=== DOKUMENTABSCHNITT ===
Funktioniert ohne Probleme

6 Debian Whezzy
1 Debian Lenny


----------



## robotto7831a (23. Apr. 2014)

1 Wheezy ohne Probleme

 Danke für die Arbeit!


----------



## F4RR3LL (23. Apr. 2014)

ebenfalls Wheezy ohne Probleme.

Dankee!!! 

Gruß Sven


----------



## logifech (24. Apr. 2014)

Debian Wheezy ebenfalls ohne Probleme, vielen Dank!

PS: habt ihr die ISPConfig App auch geupdatet??


----------



## mulixer (24. Apr. 2014)

Moin,

hab von einem standart Ubuntu Server 12.10 LTS (standard server ohne LAMP, nur ssh) ein dist-upgrade auf 14.04 LTS gemacht, ohne probleme. Dann klassisch LAMP (Apache2.4, PHP5, MySQL, Dovecot) drauf. 
Dann ISPConfig 3.0.5.4 drauf, aber anmeldung mit den default daten sagt "Benutzername oder Passwort ist leer".


----------



## Till (24. Apr. 2014)
=== EINTRÄGE ===
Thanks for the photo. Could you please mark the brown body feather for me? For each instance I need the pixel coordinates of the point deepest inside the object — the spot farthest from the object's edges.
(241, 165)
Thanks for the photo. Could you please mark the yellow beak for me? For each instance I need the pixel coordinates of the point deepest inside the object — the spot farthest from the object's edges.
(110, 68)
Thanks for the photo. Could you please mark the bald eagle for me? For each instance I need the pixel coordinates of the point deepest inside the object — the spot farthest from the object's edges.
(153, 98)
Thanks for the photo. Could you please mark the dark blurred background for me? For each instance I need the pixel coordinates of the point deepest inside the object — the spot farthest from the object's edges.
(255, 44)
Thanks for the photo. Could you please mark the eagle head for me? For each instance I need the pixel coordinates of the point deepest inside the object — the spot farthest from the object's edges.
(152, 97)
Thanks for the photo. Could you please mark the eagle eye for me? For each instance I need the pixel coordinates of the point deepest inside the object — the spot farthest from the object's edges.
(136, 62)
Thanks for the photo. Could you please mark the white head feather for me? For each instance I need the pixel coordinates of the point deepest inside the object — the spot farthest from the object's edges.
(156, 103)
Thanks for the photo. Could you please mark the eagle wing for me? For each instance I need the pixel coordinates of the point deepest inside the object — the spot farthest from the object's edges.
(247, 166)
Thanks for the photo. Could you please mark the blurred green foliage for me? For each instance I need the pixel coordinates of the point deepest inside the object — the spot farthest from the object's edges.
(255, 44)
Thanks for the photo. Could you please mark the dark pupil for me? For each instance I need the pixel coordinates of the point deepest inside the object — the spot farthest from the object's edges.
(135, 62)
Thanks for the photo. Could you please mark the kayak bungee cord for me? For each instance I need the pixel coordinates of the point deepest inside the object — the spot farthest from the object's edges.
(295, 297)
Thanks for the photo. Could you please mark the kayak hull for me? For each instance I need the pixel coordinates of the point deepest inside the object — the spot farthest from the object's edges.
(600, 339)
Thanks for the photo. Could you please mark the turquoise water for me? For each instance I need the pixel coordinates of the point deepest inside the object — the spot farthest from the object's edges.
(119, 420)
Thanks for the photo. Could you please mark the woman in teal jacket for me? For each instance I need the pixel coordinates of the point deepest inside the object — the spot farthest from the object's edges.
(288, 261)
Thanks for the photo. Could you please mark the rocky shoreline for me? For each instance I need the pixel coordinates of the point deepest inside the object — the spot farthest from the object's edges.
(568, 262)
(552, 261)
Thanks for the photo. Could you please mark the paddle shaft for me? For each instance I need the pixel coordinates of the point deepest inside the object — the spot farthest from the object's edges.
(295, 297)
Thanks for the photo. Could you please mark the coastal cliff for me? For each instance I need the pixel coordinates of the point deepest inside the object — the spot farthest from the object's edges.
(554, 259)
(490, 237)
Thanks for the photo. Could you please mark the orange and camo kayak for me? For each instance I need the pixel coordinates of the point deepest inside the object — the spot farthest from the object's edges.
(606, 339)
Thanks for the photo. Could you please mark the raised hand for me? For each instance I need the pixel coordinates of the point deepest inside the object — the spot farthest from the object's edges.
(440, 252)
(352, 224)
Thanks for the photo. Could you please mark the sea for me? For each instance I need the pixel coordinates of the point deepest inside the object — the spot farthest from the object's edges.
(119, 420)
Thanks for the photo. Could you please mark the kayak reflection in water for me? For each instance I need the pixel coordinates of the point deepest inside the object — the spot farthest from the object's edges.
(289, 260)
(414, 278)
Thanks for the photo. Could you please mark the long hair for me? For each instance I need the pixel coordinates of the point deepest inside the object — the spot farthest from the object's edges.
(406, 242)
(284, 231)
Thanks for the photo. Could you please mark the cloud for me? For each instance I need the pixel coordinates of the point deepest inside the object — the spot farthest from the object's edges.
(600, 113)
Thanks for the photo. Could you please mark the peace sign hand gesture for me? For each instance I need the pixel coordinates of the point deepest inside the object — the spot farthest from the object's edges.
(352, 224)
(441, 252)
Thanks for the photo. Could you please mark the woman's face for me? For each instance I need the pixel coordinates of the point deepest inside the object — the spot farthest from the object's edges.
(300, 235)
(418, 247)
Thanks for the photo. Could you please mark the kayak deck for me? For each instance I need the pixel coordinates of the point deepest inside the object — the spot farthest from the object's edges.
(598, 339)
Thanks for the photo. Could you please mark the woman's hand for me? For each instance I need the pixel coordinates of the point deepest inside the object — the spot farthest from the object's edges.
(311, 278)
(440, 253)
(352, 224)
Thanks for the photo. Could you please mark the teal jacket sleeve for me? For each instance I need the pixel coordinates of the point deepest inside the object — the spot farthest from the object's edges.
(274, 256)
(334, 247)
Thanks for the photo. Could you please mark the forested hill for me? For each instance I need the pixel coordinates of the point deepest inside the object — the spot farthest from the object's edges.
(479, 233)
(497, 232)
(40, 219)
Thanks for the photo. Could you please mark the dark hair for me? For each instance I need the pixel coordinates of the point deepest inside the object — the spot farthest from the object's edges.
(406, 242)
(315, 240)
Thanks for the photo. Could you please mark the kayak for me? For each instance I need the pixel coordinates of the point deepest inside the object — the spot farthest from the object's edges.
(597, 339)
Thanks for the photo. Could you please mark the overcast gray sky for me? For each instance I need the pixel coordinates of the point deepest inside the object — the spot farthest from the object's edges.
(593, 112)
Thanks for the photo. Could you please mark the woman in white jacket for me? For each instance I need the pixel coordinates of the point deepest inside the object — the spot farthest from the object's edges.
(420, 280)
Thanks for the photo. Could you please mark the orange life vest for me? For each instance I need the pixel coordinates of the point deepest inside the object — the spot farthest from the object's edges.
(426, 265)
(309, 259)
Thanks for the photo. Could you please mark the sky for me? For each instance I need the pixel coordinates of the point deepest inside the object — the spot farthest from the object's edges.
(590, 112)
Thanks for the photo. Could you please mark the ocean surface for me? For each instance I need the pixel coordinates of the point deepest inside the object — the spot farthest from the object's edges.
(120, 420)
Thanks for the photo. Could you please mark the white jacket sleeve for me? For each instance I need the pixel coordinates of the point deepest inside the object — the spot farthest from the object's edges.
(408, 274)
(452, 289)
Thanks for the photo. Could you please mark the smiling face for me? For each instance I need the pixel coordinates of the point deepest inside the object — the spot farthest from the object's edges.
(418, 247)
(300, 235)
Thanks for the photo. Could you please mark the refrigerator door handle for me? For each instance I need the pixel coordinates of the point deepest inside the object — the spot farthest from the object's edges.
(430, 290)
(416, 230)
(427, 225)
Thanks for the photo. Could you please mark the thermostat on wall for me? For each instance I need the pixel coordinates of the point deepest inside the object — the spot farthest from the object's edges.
===
- [ERFORDERLICHE SCHRITTE]
1 – Welche Meldung bekam mulixer laut dem Forenauszug, als er sich nach der Installation von ISPConfig mit den Standarddaten anmelden wollte?
2 – Wiederhole aus dem Forenauszug wortgetreu den Abschnitt von „hab von einem“ bis „MySQL, Dovecot) drauf.“.

- [ERGEBNISSE JE AUFGABE]
1 – „Benutzername oder Passwort ist leer“

2 –
hab von einem standart Ubuntu Server 12.10 LTS (standard server ohne LAMP, nur ssh) ein dist-upgrade auf 14.04 LTS gemacht, ohne probleme. Dann klassisch LAMP (Apache2.4, PHP5, MySQL, Dovecot) drauf.